▶ _INPUT FOR THIS TASK_:
——

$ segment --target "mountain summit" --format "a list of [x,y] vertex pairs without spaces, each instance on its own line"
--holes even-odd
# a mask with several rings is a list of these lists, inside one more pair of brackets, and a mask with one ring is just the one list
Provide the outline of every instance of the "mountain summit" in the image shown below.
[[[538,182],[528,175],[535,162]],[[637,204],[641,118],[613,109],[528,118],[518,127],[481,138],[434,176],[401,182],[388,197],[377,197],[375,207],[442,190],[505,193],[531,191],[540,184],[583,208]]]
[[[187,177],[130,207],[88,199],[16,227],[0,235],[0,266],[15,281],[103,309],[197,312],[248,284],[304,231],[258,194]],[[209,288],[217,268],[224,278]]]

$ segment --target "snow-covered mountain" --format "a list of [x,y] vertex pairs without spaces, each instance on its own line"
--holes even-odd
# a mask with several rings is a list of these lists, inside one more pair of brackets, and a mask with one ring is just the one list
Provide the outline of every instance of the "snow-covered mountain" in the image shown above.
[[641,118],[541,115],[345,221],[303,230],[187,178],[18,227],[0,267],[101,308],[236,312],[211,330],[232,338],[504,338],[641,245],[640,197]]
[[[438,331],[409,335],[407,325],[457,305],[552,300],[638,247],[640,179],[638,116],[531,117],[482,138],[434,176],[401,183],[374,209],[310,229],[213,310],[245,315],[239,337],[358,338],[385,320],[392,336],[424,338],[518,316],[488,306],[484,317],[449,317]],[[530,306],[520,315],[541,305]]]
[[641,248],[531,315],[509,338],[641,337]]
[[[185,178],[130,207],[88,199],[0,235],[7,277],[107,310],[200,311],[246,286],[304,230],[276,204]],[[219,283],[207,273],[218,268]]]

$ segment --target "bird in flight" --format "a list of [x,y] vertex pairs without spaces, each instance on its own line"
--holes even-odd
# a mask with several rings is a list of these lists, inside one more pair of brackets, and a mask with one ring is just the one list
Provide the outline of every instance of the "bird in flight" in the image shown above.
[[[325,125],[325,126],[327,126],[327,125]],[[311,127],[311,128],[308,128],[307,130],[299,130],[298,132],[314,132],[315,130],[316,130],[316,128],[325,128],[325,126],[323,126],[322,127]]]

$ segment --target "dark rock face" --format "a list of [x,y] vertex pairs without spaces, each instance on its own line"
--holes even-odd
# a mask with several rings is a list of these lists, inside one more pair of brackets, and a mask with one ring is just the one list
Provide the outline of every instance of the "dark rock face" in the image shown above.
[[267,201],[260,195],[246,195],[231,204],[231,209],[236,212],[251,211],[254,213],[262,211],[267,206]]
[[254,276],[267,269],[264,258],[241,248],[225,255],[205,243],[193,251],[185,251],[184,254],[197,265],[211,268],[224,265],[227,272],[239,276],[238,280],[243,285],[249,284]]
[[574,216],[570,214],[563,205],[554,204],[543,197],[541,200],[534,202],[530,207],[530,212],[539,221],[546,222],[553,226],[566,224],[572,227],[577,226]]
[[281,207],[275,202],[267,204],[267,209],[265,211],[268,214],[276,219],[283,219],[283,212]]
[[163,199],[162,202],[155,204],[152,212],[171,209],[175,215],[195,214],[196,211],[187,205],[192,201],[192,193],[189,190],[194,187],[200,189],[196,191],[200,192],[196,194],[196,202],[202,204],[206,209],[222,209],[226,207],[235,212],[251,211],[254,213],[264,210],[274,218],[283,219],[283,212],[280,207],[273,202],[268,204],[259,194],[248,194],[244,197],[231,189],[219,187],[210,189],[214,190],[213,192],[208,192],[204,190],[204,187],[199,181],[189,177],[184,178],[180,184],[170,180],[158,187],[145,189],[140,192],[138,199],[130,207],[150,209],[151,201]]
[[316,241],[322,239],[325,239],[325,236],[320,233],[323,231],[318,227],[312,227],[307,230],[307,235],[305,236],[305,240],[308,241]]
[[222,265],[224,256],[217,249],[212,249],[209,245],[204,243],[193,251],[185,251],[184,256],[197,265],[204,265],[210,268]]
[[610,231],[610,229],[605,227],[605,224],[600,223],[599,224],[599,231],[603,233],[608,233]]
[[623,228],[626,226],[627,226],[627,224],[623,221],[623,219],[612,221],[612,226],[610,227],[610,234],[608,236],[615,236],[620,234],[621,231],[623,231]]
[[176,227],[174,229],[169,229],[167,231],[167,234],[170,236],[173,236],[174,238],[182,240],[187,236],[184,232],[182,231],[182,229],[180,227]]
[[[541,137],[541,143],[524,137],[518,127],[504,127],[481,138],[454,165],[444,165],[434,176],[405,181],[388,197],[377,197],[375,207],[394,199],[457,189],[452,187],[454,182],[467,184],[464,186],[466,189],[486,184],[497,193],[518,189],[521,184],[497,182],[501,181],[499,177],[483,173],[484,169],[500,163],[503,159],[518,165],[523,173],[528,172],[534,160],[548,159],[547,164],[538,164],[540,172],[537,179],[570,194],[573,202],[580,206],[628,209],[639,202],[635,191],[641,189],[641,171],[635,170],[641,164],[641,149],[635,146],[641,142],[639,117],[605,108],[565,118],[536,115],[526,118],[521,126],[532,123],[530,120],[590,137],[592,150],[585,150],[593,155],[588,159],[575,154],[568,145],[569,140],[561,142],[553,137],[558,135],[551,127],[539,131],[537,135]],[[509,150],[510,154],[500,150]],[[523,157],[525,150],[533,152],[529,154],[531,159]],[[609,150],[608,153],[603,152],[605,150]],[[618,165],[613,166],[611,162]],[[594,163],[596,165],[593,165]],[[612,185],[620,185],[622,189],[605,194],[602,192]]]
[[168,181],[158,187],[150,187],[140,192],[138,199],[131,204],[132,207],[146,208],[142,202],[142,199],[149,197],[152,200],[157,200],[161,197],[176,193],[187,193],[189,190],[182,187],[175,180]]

——

▶ _SHORT TASK_: Pick out every line of the entries above that contains the string "face", matching case exactly, and copy each of those lines in full.

▶ _SOLUTION TO THIS TASK_:
$ segment --target "dark rock face" --format "a list of [x,y] vertex pairs without spaces, each instance on its own line"
Provide the outline of every instance of the "dark rock face" in the image shown above.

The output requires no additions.